#### Trecho para leitura
Jurisprudência/TRF3 - Acórdãos
- A exposição superior a 80 dB era considerada atividade insalubre até a edição do Decreto n.
2.172/97, que majorou o nível para 90 dB. Com a edição do Decreto n. 4.882, de 18/11/2003, o
limite mínimo de ruído para reconhecimento da atividade especial foi reduzido para 85 decibéis,
sem possibilidade de retroação ao regulamento de 1997 (REsp n. 1.398.260, sob o regime do
artigo 543-C do CPC/73).
- Sobre a questão da eficácia do Equipamento de Proteção Individual (EPI), entretanto, o
Supremo Tribunal Federal, no julgamento do ARE n. 664.335, em regime de repercussão geral,
decidiu que: (i) se o EPI for realmente capaz de neutralizar a nocividade, não haverá respaldo ao
enquadramento especial; (ii) havendo, no caso concreto, divergência ou dúvida sobre a real
eficácia do EPI para descaracterizar completamente a nocividade, deve-se optar pelo
reconhecimento da especialidade; (iii) na hipótese de exposição do trabalhador a ruído acima dos
limites de tolerância, a utilização do EPI não afasta a nocividade do agente.
- A informação de "EPI Eficaz (S/N)" não se refere à real eficácia do EPI para fins de
descaracterizar a nocividade do agente.
- Demonstrada a especialidade em razão da exposição habitual e permanente a tensão elétrica
superior a 250 Volts.
########
● Instrução 1:
Redigite parte do trecho de jurisprudência. Comece nas palavras "- Sobre a questão" e pare depois de "a 250 Volts.".
● Instrução 2:
Segundo o trecho de jurisprudência, qual limite mínimo de ruído o Decreto n. 4.882, de 18/11/2003, fixou para o reconhecimento da atividade especial?
#### Itens do conjunto
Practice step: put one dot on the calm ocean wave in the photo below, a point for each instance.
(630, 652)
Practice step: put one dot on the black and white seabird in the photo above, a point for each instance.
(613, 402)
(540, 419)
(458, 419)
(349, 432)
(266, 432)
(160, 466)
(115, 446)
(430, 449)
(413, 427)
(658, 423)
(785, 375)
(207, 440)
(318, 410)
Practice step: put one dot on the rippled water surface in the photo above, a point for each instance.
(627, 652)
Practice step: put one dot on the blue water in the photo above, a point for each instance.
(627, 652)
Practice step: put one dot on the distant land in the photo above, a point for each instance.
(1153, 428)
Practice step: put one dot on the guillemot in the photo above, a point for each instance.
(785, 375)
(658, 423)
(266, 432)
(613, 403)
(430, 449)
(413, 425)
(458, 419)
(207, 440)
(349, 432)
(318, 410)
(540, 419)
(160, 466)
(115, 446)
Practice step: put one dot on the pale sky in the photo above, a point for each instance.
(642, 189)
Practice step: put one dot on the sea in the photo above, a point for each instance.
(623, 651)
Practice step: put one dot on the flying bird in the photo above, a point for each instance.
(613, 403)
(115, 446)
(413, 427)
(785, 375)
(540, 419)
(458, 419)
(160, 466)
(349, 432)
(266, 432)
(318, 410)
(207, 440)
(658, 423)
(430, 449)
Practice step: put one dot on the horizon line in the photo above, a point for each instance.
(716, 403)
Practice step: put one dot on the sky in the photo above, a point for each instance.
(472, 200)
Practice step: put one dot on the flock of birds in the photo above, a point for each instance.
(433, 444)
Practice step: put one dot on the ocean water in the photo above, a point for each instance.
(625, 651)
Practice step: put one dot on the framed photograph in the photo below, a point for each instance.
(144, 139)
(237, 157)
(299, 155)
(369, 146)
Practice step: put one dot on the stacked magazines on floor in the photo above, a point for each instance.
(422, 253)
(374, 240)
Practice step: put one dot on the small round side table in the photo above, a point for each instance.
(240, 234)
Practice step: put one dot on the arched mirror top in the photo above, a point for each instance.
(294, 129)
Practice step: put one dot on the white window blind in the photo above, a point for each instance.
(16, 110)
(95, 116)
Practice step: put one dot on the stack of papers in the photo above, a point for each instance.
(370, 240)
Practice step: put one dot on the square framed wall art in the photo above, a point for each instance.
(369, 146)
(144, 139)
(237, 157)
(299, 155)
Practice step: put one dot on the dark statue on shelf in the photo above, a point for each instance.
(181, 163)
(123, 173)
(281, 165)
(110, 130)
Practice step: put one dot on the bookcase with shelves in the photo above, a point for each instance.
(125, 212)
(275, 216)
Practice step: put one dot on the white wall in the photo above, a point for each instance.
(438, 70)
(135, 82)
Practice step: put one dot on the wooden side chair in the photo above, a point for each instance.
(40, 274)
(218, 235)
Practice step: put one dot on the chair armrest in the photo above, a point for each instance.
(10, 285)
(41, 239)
########
● Resultado 1:
- Sobre a questão da eficácia do Equipamento de Proteção Individual (EPI), entretanto, o
Supremo Tribunal Federal, no julgamento do ARE n. 664.335, em regime de repercussão geral,
decidiu que: (i) se o EPI for realmente capaz de neutralizar a nocividade, não haverá respaldo ao
enquadramento especial; (ii) havendo, no caso concreto, divergência ou dúvida sobre a real
eficácia do EPI para descaracterizar completamente a nocividade, deve-se optar pelo
reconhecimento da especialidade; (iii) na hipótese de exposição do trabalhador a ruído acima dos
limites de tolerância, a utilização do EPI não afasta a nocividade do agente.
- A informação de "EPI Eficaz (S/N)" não se refere à real eficácia do EPI para fins de
descaracterizar a nocividade do agente.
- Demonstrada a especialidade em razão da exposição habitual e permanente a tensão elétrica
superior a 250 Volts.

● Resultado 2:
85 decibéis.